The request: Return every entry exactly as written.

── Records for processing ──

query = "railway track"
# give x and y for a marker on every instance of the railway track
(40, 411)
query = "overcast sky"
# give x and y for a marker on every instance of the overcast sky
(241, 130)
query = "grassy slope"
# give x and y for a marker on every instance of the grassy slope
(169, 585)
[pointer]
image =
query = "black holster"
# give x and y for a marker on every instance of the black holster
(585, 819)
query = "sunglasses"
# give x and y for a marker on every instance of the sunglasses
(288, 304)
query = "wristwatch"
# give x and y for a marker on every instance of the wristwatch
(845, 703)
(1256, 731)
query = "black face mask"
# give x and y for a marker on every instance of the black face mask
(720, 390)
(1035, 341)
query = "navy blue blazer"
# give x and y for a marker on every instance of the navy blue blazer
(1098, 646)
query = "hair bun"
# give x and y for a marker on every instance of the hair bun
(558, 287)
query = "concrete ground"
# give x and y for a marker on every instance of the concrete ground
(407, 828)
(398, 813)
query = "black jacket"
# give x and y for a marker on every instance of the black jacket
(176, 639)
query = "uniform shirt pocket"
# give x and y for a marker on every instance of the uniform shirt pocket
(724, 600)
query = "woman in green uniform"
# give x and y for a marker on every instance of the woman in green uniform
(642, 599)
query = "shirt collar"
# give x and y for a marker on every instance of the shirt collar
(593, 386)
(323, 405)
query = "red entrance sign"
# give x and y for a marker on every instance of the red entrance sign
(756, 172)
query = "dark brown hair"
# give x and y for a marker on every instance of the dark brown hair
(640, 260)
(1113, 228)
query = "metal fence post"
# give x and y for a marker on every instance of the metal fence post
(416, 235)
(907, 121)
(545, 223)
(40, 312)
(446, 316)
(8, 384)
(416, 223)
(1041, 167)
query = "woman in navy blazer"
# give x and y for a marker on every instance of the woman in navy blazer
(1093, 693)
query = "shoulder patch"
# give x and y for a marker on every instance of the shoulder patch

───

Exercise result:
query = "railway track"
# give x and y for a marker on every instance of the railway track
(40, 411)
query = "overcast sky"
# give x and y for a marker on every instance of the overcast sky
(241, 130)
query = "grassy slope"
# give x and y for a marker on every instance of the grassy slope
(169, 585)
[pointer]
image =
query = "black holster"
# give x and y for a marker on every instance of the black holster
(585, 819)
query = "sunglasses"
# give x and y for a marker on every instance of the sunglasses
(288, 304)
query = "wristwatch"
# give x and y for a marker on every instance of the wristwatch
(845, 703)
(1256, 731)
query = "black face mask"
# give x and y for a marker on every instance of the black face mask
(720, 390)
(1035, 341)
query = "navy blue blazer"
# give x and y for a marker on every instance of the navy blue blazer
(1098, 646)
query = "hair bun"
# give x and y for a marker on every instance of the hair bun
(558, 287)
query = "concrete ground"
# give x and y for a marker on every instance of the concrete ground
(407, 828)
(398, 813)
query = "black jacket"
# give x and y for a marker on every instance of the black jacket
(176, 639)
query = "uniform shirt pocket"
# give x and y for a marker on every instance of the uniform shirt pocket
(724, 600)
query = "woman in green uniform"
# give x and y for a marker on every instance of the woman in green uniform
(642, 599)
query = "shirt collar"
# give x and y for a marker on every instance of the shirt collar
(593, 386)
(323, 405)
query = "red entrance sign"
# give x and y for a marker on every instance of the red entrance sign
(756, 172)
query = "dark brown hair"
# give x and y for a marker on every instance of the dark brown hair
(640, 260)
(1113, 228)
query = "metal fence post"
# give x and y for a marker on every instance of the metal fence post
(416, 235)
(907, 121)
(545, 223)
(40, 312)
(446, 316)
(8, 384)
(416, 223)
(1041, 167)
query = "woman in navy blazer"
# give x and y for a marker on every instance of the woman in navy blazer
(1093, 693)
query = "shoulder patch"
# give x and y for a marker on every instance of the shoulder patch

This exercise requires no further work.